* SHORT EXERCISE *
In the listing lines from the one containing "Give the segmentation" through the one containing "M 188 141 L", inclusive, change "overcast sky" to "cloudy sky". Give only those lines, with nothing else altered.

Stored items
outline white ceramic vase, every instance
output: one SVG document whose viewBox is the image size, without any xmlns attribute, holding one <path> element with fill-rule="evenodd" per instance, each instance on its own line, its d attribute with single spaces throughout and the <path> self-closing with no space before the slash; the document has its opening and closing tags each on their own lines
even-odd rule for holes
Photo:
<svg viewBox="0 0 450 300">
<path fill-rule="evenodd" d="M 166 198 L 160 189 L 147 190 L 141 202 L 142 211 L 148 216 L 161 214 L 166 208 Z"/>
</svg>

--

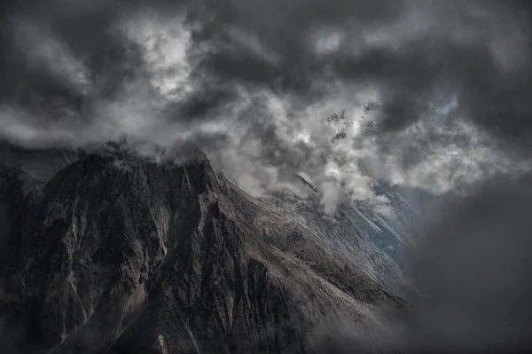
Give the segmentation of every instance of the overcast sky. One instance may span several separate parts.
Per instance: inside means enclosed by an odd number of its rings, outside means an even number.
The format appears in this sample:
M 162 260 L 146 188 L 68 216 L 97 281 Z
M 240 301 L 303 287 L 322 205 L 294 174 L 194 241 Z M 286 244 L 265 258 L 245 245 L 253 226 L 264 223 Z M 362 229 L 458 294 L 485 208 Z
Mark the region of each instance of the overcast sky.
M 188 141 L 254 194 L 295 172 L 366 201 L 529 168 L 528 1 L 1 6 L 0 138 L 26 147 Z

* PROBLEM SOLUTION *
Give the segmentation of every instance of the cloudy sky. One instance may span several separate parts.
Per instance: inside means enclosed by an odd number of its rings, outside means an even number.
The format appears in this sample:
M 162 260 L 146 188 L 68 216 L 97 281 Z
M 240 301 L 303 287 L 322 205 L 294 174 L 194 241 Z M 286 244 L 265 258 L 245 245 L 253 226 L 264 223 Z M 362 229 L 458 294 L 485 208 Z
Mark the region of each instance of the cloudy sky.
M 188 141 L 254 194 L 295 172 L 366 201 L 529 168 L 528 1 L 1 6 L 0 138 L 26 147 Z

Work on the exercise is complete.